# Passage provided start

# Auger for my 8N



## jackietreehorn (Jun 25, 2010)

Hi everyone. I'm new to this forum, I had been looking for a Ford N or a comparable F or MF, I found this forum to be an extremely valuable resource. Finally took the plunge a bought a 1950 8N with a Sherman loader, rotary mower, disk, box scraper... I'm pretty excited. Though I need an auger to complete my compliment of implements. I have looked at quite a few and the prices range dramatically. From the Danuser to Rhino to County Line, etc. I'm in Northern California, so there's a Tractor Supply Co. nearby. They carry the County Line, price is right for a new auger with a 9" or 12" bit. But not sure how they rate durabilitywise. I have found used Rhinos and Danusers for about the price of a new County Line, but they are used and there's something to be said about a new auger vs. a used one. Anyone have any thoughts or experiences to share regarding the choice of an auger? Thanks JT


----------



## Fordfarm (Dec 27, 2005)

I have a PHD (Post Hole Digger) from one of the TSC clones I bought about ten years ago. It has punched a LOT of holes since then. Tip, though - pass on the TSC AUGERS (the unit is fine, augers are not so good....) and get the auger itself from someplace like Northern Tool. They will last a lot longer.

# Passage provided end

* Problems to solve
1. Answer these questions about the auger thread:
(a) What year is the 8N the first poster bought?
(b) What store is near the first poster in Northern California?
(c) Where does the second poster suggest getting the auger itself?
2. Please revise the auger thread from "## Fordfarm (Dec" to "a lot longer.", putting "a local farm store" in place of "Northern Tool".

# Items start

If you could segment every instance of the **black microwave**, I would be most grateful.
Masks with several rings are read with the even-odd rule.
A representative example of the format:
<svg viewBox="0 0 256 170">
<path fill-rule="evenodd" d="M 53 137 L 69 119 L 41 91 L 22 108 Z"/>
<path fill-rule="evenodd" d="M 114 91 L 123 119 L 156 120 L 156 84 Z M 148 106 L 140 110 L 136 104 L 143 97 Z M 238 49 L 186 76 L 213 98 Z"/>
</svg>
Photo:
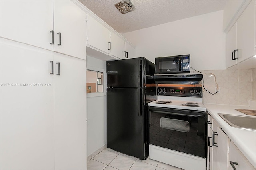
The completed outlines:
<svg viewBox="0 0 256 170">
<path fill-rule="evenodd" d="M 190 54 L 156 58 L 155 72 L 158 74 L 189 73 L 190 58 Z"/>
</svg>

# Items end
# Items start

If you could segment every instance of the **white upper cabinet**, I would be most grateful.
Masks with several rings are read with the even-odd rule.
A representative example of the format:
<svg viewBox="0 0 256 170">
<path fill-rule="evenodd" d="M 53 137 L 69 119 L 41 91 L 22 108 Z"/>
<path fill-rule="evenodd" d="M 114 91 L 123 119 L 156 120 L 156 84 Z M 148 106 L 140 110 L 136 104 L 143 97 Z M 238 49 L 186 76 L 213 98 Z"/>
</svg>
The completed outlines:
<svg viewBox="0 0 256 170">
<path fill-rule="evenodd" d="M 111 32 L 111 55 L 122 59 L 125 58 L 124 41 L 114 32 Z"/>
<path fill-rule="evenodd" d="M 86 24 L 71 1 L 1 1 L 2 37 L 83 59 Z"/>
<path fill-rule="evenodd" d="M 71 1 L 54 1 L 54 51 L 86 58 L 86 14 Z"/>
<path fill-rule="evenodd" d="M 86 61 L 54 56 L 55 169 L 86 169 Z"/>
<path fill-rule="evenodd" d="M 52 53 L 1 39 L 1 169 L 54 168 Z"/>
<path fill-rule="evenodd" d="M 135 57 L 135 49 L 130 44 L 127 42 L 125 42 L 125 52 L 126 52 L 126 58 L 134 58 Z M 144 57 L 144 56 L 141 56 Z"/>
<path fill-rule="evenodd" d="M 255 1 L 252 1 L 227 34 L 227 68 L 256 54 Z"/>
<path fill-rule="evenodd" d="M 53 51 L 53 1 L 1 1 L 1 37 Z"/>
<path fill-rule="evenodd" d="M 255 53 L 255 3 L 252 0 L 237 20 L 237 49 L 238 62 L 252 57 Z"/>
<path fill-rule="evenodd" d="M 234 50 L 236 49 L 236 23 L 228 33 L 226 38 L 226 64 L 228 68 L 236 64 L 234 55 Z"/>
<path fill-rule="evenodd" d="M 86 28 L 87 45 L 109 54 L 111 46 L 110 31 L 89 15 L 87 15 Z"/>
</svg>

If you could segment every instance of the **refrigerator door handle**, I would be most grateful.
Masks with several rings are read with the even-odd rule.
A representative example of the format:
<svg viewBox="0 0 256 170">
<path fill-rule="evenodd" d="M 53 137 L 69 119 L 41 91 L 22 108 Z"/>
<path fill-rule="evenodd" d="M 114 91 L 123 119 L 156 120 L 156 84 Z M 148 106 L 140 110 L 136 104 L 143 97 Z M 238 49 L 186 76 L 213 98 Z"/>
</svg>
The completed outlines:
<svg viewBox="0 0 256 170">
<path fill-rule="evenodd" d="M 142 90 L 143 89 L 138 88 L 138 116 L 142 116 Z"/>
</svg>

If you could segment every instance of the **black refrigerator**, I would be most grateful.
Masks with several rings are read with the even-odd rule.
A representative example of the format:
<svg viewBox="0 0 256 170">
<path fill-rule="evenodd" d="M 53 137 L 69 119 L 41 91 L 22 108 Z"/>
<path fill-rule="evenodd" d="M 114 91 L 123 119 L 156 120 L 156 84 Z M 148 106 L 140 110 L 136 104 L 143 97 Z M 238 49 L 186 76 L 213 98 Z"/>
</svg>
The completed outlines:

# Items end
# Items start

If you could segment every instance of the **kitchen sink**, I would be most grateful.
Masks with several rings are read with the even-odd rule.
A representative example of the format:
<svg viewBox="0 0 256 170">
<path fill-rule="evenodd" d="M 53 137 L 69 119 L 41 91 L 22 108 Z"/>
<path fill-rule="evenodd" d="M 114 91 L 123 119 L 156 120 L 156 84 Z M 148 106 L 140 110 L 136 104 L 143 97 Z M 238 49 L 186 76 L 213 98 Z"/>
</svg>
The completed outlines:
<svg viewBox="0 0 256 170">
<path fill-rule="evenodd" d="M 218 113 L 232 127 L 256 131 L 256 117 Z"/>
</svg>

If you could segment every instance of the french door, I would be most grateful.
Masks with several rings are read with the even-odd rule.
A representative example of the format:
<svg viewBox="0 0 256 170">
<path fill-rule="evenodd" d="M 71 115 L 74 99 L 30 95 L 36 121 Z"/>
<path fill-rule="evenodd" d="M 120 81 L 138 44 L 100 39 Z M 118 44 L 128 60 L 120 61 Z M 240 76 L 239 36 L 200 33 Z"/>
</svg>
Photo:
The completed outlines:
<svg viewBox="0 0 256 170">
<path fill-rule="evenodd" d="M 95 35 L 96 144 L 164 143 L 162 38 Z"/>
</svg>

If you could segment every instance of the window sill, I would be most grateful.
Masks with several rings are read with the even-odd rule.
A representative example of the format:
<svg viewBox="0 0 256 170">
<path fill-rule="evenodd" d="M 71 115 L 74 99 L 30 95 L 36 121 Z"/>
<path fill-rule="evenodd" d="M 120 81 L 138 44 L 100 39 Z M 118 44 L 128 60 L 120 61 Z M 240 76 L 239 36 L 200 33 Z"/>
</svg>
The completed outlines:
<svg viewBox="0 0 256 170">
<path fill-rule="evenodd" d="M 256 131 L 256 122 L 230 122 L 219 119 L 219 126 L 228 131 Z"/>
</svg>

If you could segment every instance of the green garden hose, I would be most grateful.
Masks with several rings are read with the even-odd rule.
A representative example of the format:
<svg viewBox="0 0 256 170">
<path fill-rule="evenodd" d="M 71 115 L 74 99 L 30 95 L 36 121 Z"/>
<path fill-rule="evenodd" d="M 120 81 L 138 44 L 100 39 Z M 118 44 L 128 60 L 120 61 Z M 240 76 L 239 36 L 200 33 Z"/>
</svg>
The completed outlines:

# Items end

* Answers to the exercises
1.
(a) 1950
(b) Tractor Supply Co.
(c) Northern Tool

2.
## Fordfarm (Dec 27, 2005)

I have a PHD (Post Hole Digger) from one of the TSC clones I bought about ten years ago. It has punched a LOT of holes since then. Tip, though - pass on the TSC AUGERS (the unit is fine, augers are not so good....) and get the auger itself from someplace like a local farm store. They will last a lot longer.